Lauv Really Wants You To Know He Is Not Necessarily “Pop’s Heartbreak King”

It’s hard to believe this is Lauv’s first album. Since I Like Me Better melted hearts on Australian radio in 2017 – not one to follow the grain – he’s focused on grouping his music in playlists and not worrying about the traditional cycles.

Amongst already-smashed collaborations with Troye Sivan, Anne-Marie and LANY, as well as new sounds alongside BTS, Alessia Cara and a joyous Latin flavoured track with Sofia Reyes, it’s pretty evident that the heart-on-sleeve 25-year-old didn’t just channel multiple heartbreaks and troubles into this album – he had a lot of fun making it too.

To unpack it, Nic Kelly is in bold, Lauv is in not-bold.


This album is phenomenally long. It’s 21 songs. No one does these long albums anymore. What was the thinking behind putting all 21 of these tracks on? Do you just suck it cutting it down? Or do they all mean something?

Originally, my goal was fifteen songs, but then I wrote like… a billion songs, and I was like, “how am I going to narrow down to fifteen?” I couldn’t, so then it was sixteen, then it was eighteen, then it was twenty and then it it was 21. And I was like, “you know what? Fuck it.” I love all these songs. They’re an important part of the whole thing and music is just so free today, I feel like there’s no rules, I’ll put the music out and people will listen to what they like and that’s it.

Of course they will. We are in a post album world now. The first time you you did kind of a proper release was when you made a playlist essentially of all your tracks so far. That was kind of the first time I’d heard of anyone doing that. So a 21 track album, it just kind of makes sense for you. I suppose with all these different parts of the one man boy band that is Lauv now, there are going to be 21 kind of perspectives to be had. I want to dive into this ‘one man boy band’ concept. How did this come to fruition and become an actual thing?

The whole album was born a little bit out of a sort of identity crisis I had. The first song that really represented where I wanted to go with the album with ‘drugs & the internet’. I just felt very much like I had boxed myself into like this one image, this “hopeless romantic” image and I would get all these headlines like, “pop’s heartbreak king,” and I was like, “is that really me? I don’t know about that…” so I kind of was like “you know what, fuck it.” I’m just gonna make whatever I feel in the moment, I’m not going to think about what it is, I’m not gonna think about how it fits together, I’m not going to think about a storyline, I’m just going to make songs and have fun. Once I had the songs, I realised it was so diverse and all over the place, sound-wise and topic-wise and in mood, but I wanted to find a way to represent that and represent this concept of people being pressured and limited into being in a box, especially with social media, to have like a ‘personal brand’… I wanted to break that and be like, “yo, we’re so much more complicated than that, you’re not the same person every day, there’s so many different aspects to who we are” and so I wanted to find a fun way to channel that energy and represent it visually.

I’ve gotcha. I know that each of the different colors kind of represents a different part of your personality. Is there one that you are kind of more of than the others? And also as an adjacent part to that question, can two of the Lauv’s co-exist at once, or can you only be one of these types at once?

Well, the hope is that they all co-exist. What this album has been about for me is to not be afraid to traverse between these different parts of myself and not feel limited. I think the ones that are – at least right now in this moment – the most prominent for me, are existential and goofy.

I know there’s a track on there called Modern Loneliness that you’re very excited about. You say it’s your favorite song you’ve ever done, which is a big fucking call. What is it that’s standing out about this song for you?

DATA LINES
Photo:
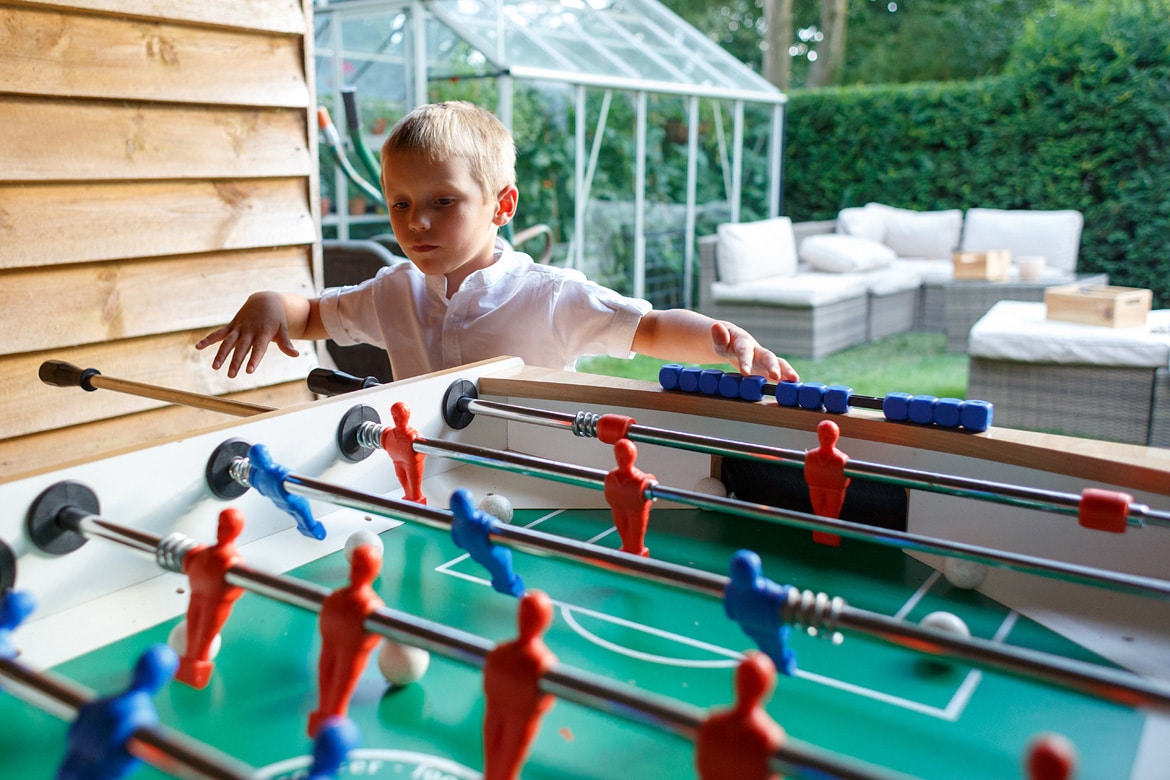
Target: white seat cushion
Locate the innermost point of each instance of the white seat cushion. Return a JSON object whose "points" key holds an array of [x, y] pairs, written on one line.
{"points": [[844, 254], [933, 235], [1017, 330], [1053, 235], [803, 290], [748, 252]]}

TASKS TO COMPLETE
1. Edit the stretch of the Lauv interview from "Well, the hope" through "song for you?" so that "playful" stands in place of "goofy".
2. According to the Lauv interview, how many songs did he originally aim to put on the album?

SOLVED PROBLEMS
1.
Well, the hope is that they all co-exist. What this album has been about for me is to not be afraid to traverse between these different parts of myself and not feel limited. I think the ones that are – at least right now in this moment – the most prominent for me, are existential and playful.

I know there’s a track on there called Modern Loneliness that you’re very excited about. You say it’s your favorite song you’ve ever done, which is a big fucking call. What is it that’s standing out about this song for you?

2. Fifteen songs.